Source text:
━━━━

I found myself facing a problem: having a string representing a numeric value, how can I define whether or not it oveflows the range of a specific type? (natively, without using any library!)

The answer I gave myself, lies below. In this example I used the type unsigned int. I would ask if anyone had a simpler and more efficient way.

thanks

Code: [Select]
#include <stdlib.h>
#include <stdbool.h>

#define _SKIP_LEADING_ZEROES(s) while ( *s == '0' ) s++;
#define ISDIGIT(c) ( c > '/' && c < ':' ) // Only numeric chars.
#define UINT_MAX_DIGITS 10 // undigned int max. 4294967295 (10 digits).

#define ASCII_0 48
#define ASCII_1 49
#define ASCII_2 50
#define ASCII_3 51
#define ASCII_4 52
#define ASCII_5 53
#define ASCII_6 54
#define ASCII_7 55
#define ASCII_8 56
#define ASCII_9 57

inline size_t NumLenA(const char *restrict s)

━━━━

Stored data:

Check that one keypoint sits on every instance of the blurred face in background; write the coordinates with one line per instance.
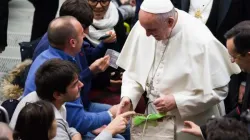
(99, 7)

━━━━

Requests:
A. In the overflow post, which type does the author use for the example?
B. Why is UINT_MAX_DIGITS defined as 10 in the overflow post?

Completed exercise:
A. The author uses the type unsigned int.

B. The maximum value of an unsigned int is 4294967295, which has 10 digits.